**DATASET CONTENT**:
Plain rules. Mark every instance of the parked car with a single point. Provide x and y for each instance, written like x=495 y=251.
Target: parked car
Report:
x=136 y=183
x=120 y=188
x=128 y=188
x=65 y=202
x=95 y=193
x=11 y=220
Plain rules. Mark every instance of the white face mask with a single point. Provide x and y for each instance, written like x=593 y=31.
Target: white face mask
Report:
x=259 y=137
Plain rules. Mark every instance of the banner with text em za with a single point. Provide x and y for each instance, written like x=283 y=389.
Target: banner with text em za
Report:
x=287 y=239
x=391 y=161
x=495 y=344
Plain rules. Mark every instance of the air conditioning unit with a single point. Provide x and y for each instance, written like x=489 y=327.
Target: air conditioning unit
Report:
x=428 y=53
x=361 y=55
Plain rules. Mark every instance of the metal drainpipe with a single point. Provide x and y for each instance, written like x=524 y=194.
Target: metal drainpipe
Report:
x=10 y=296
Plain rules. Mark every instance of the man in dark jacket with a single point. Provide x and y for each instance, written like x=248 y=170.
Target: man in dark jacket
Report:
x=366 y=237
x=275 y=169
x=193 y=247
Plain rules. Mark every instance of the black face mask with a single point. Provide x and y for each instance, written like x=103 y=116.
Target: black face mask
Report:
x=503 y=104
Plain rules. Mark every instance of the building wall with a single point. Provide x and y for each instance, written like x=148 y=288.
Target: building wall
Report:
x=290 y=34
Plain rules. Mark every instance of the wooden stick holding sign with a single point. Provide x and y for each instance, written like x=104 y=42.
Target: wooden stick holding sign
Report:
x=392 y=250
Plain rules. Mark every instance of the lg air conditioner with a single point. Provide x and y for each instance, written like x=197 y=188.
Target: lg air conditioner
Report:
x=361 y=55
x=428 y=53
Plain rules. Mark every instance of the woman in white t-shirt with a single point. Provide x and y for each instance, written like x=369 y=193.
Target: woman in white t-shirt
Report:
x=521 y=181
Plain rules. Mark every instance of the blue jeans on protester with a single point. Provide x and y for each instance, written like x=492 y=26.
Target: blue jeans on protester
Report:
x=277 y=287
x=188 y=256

**WHAT TO WORK ON**:
Copy the lines above, please. Keep them exact.

**WRITTEN SOLUTION**:
Plain rules. Mark every instance of the parked car with a single point. Provide x and y for each instance, written like x=495 y=251.
Target: parked car
Report:
x=136 y=183
x=120 y=188
x=128 y=188
x=65 y=202
x=95 y=193
x=11 y=220
Plain rules. Mark every instance of the white face mask with a single point. Provide x and y for each instance, written like x=593 y=31.
Target: white face mask
Report:
x=259 y=137
Plain rules. Mark every instance of the banner with text em za with a single point. Provide x and y for each instance, written like x=283 y=389.
Target: banner with text em za
Report:
x=287 y=239
x=391 y=161
x=495 y=344
Plain rules. Mark every instance of the air conditioning unit with a single point. Provide x and y for each instance, written like x=489 y=327.
Target: air conditioning unit
Report:
x=428 y=53
x=361 y=55
Plain rules. Mark every instance of the metal drainpipe with a single point. Provide x and y for each instance, written like x=524 y=194.
Target: metal drainpipe
Report:
x=10 y=296
Plain rules. Mark every instance of the man in dark jacket with a single point. Provide x and y for each instance, written like x=248 y=170.
Target: man in dark jacket
Report:
x=366 y=237
x=275 y=169
x=193 y=247
Plain rules. Mark every instance of the black face mask with a single point. Provide x and y for each instance, written like x=103 y=116.
Target: black face mask
Report:
x=503 y=104
Plain rules. Mark every instance of the building wall with a single point. Provide x and y for each instance, written like x=148 y=288.
Target: building wall
Report:
x=290 y=34
Plain rules. Mark every instance of the wooden stick holding sign with a single point. Provide x and y for each instance, written like x=104 y=42.
Target: wooden stick holding sign
Report:
x=392 y=250
Plain rules. Mark every instance of the lg air conditioner with a single point. Provide x and y for each instance, written like x=197 y=188.
Target: lg air conditioner
Report:
x=361 y=55
x=428 y=53
Plain rules. Mark every instance of the woman in white t-shirt with a single point. Provide x and y for each instance, written like x=369 y=193.
Target: woman in white t-shirt
Report:
x=521 y=181
Plain rules. Mark every instance of the blue jeans on protester with a single point. Provide x and y for each instance, written like x=492 y=26.
Target: blue jeans on protester
Report:
x=277 y=287
x=188 y=256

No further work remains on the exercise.